> [CHALLENGE]:
Can you format every line of the data below as a Markdown table with the columns Row and Text, numbering each line and leaving out blank ones?

start

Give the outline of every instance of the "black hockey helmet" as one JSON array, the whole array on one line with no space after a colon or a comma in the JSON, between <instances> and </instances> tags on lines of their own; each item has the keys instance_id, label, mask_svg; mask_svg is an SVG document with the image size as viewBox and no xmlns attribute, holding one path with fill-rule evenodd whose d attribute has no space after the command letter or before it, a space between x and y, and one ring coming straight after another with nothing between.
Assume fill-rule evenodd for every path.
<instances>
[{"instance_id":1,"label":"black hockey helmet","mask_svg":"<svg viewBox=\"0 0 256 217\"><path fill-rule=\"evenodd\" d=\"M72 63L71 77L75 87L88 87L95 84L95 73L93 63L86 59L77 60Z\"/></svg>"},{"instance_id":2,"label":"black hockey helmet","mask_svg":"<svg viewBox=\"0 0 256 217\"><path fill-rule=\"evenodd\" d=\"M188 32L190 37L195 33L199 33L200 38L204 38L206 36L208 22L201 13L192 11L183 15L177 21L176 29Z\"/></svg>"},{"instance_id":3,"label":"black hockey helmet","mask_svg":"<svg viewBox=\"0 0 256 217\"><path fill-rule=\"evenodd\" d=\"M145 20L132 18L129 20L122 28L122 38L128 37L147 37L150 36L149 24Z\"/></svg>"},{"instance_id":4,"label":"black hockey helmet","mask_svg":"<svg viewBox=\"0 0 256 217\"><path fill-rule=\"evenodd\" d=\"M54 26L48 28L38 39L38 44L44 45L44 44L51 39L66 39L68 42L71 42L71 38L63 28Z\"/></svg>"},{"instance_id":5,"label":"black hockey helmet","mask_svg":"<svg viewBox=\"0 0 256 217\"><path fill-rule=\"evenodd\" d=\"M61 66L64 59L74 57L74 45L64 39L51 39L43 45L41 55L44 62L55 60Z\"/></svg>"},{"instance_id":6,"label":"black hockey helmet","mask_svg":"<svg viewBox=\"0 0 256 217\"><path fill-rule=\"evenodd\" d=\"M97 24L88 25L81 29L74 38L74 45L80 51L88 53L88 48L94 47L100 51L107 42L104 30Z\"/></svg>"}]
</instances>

end

> [RESULT FOR THIS EXERCISE]:
| Row | Text |
|---|---|
| 1 | Give the outline of every instance of the "black hockey helmet" as one JSON array, the whole array on one line with no space after a colon or a comma in the JSON, between <instances> and </instances> tags on lines of their own; each item has the keys instance_id, label, mask_svg; mask_svg is an SVG document with the image size as viewBox and no xmlns attribute, holding one path with fill-rule evenodd whose d attribute has no space after the command letter or before it, a space between x and y, and one ring coming straight after another with nothing between. |
| 2 | Assume fill-rule evenodd for every path. |
| 3 | <instances> |
| 4 | [{"instance_id":1,"label":"black hockey helmet","mask_svg":"<svg viewBox=\"0 0 256 217\"><path fill-rule=\"evenodd\" d=\"M72 63L71 77L75 87L88 87L95 84L95 73L93 63L86 59L77 60Z\"/></svg>"},{"instance_id":2,"label":"black hockey helmet","mask_svg":"<svg viewBox=\"0 0 256 217\"><path fill-rule=\"evenodd\" d=\"M188 32L190 37L195 33L199 33L200 38L204 38L206 36L208 22L201 13L192 11L183 15L177 21L176 29Z\"/></svg>"},{"instance_id":3,"label":"black hockey helmet","mask_svg":"<svg viewBox=\"0 0 256 217\"><path fill-rule=\"evenodd\" d=\"M145 20L132 18L129 20L122 28L122 38L128 37L147 37L150 36L149 24Z\"/></svg>"},{"instance_id":4,"label":"black hockey helmet","mask_svg":"<svg viewBox=\"0 0 256 217\"><path fill-rule=\"evenodd\" d=\"M54 26L48 28L38 39L38 44L44 45L44 44L51 39L66 39L68 42L71 42L71 38L63 28Z\"/></svg>"},{"instance_id":5,"label":"black hockey helmet","mask_svg":"<svg viewBox=\"0 0 256 217\"><path fill-rule=\"evenodd\" d=\"M61 66L64 59L74 57L74 45L64 39L51 39L43 45L41 55L44 62L55 60Z\"/></svg>"},{"instance_id":6,"label":"black hockey helmet","mask_svg":"<svg viewBox=\"0 0 256 217\"><path fill-rule=\"evenodd\" d=\"M97 24L88 25L81 29L74 38L74 45L80 51L88 53L88 48L94 47L100 51L107 42L104 30Z\"/></svg>"}] |
| 5 | </instances> |